Task requirements >> Copy every line of the data below exactly, keeping the original order.

Items listed in a dataset >>
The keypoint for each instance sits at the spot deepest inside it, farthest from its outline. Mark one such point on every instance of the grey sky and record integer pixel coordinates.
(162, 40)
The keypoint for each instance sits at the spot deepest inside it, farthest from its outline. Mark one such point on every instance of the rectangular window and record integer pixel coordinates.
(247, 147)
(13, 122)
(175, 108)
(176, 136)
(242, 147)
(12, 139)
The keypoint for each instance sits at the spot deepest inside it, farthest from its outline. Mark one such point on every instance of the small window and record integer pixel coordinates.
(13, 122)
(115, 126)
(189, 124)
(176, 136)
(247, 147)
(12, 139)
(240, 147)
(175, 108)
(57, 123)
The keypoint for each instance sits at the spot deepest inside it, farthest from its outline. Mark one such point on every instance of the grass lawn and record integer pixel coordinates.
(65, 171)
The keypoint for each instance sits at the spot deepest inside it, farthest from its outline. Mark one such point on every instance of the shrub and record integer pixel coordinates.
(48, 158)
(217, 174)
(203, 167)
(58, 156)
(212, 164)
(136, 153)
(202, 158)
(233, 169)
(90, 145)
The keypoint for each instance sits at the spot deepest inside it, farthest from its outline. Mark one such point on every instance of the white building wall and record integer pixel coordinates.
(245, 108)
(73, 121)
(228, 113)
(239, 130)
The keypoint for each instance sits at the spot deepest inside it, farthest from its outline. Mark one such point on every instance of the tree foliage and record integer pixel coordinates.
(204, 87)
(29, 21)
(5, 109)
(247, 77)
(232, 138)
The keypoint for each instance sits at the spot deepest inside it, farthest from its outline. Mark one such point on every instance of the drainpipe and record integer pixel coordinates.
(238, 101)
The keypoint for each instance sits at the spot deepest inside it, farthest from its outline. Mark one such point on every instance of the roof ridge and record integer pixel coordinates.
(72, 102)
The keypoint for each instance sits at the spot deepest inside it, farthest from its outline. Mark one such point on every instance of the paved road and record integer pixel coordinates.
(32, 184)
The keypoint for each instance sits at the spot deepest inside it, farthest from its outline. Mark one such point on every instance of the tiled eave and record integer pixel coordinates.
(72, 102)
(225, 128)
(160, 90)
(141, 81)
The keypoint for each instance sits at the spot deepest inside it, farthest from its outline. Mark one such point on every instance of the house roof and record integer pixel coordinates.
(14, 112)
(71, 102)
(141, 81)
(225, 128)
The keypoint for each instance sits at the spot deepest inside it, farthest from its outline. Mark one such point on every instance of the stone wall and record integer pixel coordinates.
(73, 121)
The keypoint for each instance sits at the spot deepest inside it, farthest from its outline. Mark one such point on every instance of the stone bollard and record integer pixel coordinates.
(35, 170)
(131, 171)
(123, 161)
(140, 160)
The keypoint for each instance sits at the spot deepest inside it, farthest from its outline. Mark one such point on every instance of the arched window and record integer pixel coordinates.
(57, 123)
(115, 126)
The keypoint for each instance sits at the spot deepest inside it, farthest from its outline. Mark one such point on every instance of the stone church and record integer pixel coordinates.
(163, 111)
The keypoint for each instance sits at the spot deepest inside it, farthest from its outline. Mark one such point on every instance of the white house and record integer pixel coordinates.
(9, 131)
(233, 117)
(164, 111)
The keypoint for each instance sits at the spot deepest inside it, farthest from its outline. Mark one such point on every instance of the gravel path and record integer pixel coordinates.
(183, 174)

Output >>
The keypoint for each instance sits at the spot deepest inside it, farthest from its outline. Mark one such point on every instance of the grey sky and record integer pixel coordinates.
(162, 40)
The keypoint for each instance sits at the spot deepest inside it, farthest from its outline. Mark one such point on every instance of the rectangular window and record integer pixel coordinates.
(247, 147)
(13, 122)
(175, 108)
(176, 136)
(242, 147)
(12, 139)
The keypoint for each instance sits at the spot deepest inside it, farthest from its outline. Mark one such point on every instance of the small window and record integer pixel coordinates.
(13, 122)
(115, 126)
(189, 124)
(176, 136)
(247, 147)
(12, 139)
(240, 147)
(175, 108)
(57, 123)
The keypoint for each instance sits at the spot deepest inside it, farthest from its outline. Mark one such point on every instance of the grass lawn and record integer pixel coordinates.
(65, 171)
The keypoint for each instance sits at the spot deepest inside it, farthest from its outline. Mark one such point on every instance of the shrub and record integer pixel coordinates.
(48, 158)
(217, 174)
(203, 167)
(58, 156)
(212, 164)
(136, 153)
(202, 158)
(233, 169)
(90, 145)
The keypoint for each instance sits at the spot deepest inside it, farthest from its outline. Mark one such point on every instance of the white building wall and record integer pixel coordinates.
(245, 108)
(73, 121)
(228, 113)
(239, 130)
The keypoint for each instance sits at the spot deepest inside it, farthest from its outline. Mark one such point on every instance of the tree foliage and record integer pixel coordinates.
(204, 87)
(29, 21)
(5, 109)
(247, 77)
(232, 138)
The keypoint for each instance sits at the spot deepest inside it, farthest from its outline. Mark one such point on every instance of the drainpipe and record integer pixel coordinates.
(238, 101)
The keypoint for each instance sits at the spot deepest inside it, farthest from its outline. Mark one such point on every instance of the roof ridge and record integer pixel coordinates.
(72, 102)
The keypoint for each instance sits at the spot deepest inside it, farthest from its outline. Mark one such point on every instance of the paved road and record integer pixel coordinates.
(32, 184)
The keypoint for each instance sits at the spot deepest inside it, farthest from its outline. Mark one such point on every instance of the tiled eave and record integer pixel coordinates.
(72, 102)
(225, 128)
(160, 90)
(141, 81)
The keypoint for each instance sits at the spot deepest inside it, farthest from its outline. Mark one such point on every instance of the house roof and record integer pixel coordinates.
(14, 112)
(71, 102)
(141, 81)
(225, 128)
The keypoint for each instance sits at the spot deepest inside it, farthest from its outline. Mark one such point on every instance of the stone wall and record integer pixel coordinates.
(73, 121)
The keypoint for each instance sits at the spot deepest inside it, farthest from its outline. Mark one such point on every instance of the stone bollard and record integer pixel coordinates.
(35, 170)
(131, 171)
(123, 161)
(140, 160)
The keypoint for each instance sits at the spot deepest inside it, farthest from its outline. Mark one such point on every instance of the arched window and record integer pixel coordinates.
(57, 123)
(115, 126)
The keypoint for each instance sits at the spot deepest inside it, farthest from its outline. Mark one such point on every instance of the stone church and record integer pixel coordinates.
(163, 111)
The keypoint for each instance sits at the spot deepest inside it, farthest from its outline. Mark one such point on every instance of the white house and record integer pixel coordinates.
(9, 131)
(233, 117)
(164, 111)
The keypoint for each instance sits at the spot deepest inside it, farthest from its outline. Mark one such point on every instance of the gravel path and record integer pixel coordinates.
(183, 174)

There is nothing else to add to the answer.